**Material supplied**
[Start of Attachment]
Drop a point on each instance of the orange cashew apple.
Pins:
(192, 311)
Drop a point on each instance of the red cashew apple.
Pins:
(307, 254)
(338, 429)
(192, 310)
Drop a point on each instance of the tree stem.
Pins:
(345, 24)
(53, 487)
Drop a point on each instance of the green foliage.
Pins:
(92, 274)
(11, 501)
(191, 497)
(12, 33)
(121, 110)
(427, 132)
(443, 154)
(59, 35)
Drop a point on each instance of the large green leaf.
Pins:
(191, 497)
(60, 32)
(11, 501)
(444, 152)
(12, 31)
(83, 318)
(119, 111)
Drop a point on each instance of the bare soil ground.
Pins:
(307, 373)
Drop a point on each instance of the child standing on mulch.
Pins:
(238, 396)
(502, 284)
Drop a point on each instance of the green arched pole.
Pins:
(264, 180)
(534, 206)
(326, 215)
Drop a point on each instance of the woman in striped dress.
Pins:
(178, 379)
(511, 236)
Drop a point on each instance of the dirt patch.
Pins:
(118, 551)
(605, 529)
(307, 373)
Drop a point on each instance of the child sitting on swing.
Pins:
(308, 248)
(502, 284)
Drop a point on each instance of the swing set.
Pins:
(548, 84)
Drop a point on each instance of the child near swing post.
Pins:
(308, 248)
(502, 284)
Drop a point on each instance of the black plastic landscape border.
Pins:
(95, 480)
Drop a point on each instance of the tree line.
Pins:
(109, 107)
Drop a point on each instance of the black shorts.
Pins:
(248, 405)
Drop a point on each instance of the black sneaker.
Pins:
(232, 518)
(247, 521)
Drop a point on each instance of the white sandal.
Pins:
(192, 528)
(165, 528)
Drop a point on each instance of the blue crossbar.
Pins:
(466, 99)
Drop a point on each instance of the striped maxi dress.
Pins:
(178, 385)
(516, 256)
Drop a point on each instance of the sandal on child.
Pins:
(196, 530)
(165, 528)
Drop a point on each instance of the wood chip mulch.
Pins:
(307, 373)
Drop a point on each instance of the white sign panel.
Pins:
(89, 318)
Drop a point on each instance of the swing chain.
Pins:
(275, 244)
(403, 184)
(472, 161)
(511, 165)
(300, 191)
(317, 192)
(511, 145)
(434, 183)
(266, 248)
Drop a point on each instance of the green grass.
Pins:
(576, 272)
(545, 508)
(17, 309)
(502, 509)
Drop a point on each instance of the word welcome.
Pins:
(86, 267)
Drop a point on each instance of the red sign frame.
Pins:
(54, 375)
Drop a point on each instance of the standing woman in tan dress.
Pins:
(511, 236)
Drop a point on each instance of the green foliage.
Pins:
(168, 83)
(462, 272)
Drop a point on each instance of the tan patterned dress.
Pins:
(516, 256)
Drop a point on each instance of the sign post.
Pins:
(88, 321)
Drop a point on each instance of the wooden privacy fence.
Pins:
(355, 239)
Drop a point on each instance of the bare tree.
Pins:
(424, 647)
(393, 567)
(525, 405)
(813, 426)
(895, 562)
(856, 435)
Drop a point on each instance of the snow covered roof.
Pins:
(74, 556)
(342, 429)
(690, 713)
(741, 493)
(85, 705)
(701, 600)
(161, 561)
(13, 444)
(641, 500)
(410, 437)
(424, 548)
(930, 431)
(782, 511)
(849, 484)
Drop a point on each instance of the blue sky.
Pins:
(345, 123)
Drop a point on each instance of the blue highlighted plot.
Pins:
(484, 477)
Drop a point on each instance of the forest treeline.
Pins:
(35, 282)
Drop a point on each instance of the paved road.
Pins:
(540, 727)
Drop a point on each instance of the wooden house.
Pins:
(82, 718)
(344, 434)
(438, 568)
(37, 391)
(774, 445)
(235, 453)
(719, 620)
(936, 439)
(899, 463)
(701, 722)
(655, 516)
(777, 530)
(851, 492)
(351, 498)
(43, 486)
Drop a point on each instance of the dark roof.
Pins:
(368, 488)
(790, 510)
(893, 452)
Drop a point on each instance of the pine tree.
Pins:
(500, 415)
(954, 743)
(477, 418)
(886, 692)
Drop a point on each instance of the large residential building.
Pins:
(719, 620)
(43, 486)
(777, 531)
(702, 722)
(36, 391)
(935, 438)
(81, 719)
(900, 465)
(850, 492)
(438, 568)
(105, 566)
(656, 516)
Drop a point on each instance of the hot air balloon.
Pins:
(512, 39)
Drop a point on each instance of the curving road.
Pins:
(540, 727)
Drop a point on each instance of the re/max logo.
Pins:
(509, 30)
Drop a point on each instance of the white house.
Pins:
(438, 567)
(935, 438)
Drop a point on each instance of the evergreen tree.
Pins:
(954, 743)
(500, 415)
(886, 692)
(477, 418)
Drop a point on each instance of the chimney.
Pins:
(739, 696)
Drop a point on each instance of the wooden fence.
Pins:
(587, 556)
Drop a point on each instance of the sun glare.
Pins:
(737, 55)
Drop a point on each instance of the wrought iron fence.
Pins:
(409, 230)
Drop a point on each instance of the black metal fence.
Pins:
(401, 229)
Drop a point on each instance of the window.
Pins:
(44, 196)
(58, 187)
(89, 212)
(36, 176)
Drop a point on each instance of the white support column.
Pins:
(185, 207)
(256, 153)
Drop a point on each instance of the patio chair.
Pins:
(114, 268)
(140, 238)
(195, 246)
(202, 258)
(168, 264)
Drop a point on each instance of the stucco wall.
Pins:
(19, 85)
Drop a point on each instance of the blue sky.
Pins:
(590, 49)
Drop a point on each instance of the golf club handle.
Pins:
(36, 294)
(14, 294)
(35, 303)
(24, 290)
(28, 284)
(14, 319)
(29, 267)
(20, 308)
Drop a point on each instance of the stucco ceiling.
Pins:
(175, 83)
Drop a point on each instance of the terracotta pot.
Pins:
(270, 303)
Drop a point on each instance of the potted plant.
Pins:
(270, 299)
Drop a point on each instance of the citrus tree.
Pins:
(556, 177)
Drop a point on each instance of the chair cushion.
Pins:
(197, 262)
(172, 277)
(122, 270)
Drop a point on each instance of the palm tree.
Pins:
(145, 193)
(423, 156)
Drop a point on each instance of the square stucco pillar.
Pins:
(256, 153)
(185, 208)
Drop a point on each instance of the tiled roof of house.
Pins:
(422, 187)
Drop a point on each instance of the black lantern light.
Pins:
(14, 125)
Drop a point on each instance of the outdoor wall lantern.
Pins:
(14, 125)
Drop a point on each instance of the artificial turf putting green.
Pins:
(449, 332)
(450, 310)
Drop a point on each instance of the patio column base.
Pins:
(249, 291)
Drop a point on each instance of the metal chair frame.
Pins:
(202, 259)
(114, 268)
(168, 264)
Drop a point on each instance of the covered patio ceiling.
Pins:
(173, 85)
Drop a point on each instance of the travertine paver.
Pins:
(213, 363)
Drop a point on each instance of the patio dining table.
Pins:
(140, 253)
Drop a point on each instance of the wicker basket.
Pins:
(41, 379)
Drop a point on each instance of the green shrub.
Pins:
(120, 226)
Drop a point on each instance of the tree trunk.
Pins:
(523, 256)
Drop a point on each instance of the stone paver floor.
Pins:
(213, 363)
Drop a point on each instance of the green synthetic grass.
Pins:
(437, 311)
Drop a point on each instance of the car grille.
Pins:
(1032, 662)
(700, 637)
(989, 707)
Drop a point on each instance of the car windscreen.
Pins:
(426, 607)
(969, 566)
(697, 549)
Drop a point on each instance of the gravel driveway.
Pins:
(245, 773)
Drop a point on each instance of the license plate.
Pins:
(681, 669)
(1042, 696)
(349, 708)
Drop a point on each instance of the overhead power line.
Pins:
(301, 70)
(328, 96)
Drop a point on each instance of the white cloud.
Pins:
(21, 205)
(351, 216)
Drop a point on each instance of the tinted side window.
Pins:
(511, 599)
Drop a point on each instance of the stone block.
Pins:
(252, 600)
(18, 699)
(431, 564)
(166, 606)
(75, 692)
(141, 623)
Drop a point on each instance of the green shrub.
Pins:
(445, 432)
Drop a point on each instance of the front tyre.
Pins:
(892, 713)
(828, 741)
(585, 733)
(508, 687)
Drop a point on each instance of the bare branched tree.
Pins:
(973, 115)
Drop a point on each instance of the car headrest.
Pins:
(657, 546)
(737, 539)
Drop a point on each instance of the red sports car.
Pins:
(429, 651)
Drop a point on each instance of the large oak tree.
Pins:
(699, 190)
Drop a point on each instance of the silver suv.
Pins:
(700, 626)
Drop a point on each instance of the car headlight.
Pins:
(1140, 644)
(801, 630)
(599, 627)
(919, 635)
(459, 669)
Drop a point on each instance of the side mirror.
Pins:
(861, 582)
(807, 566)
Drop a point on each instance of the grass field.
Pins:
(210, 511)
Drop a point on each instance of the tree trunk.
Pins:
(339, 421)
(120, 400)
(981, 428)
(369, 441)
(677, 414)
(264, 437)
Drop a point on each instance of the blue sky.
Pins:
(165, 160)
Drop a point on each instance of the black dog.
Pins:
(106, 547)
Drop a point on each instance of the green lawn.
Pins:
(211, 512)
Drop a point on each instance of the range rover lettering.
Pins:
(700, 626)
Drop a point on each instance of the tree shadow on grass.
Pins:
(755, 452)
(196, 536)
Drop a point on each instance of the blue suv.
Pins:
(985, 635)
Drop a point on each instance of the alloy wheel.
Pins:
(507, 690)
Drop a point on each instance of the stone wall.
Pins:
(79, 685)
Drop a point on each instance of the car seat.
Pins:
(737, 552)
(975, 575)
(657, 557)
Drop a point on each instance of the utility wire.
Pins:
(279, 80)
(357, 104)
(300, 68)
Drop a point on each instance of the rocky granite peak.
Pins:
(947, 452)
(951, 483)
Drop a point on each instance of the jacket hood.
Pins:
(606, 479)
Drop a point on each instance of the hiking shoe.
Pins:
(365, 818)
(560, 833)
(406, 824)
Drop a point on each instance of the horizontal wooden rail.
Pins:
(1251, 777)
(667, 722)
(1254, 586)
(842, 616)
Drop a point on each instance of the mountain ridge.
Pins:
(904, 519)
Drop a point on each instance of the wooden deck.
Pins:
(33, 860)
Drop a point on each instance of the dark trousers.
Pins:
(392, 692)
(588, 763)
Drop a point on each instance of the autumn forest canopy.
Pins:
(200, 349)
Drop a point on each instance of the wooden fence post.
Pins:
[End of Attachment]
**What is required**
Exactly one number is the answer: how many lines in the data include the word "stucco".

**Answer for the task**
3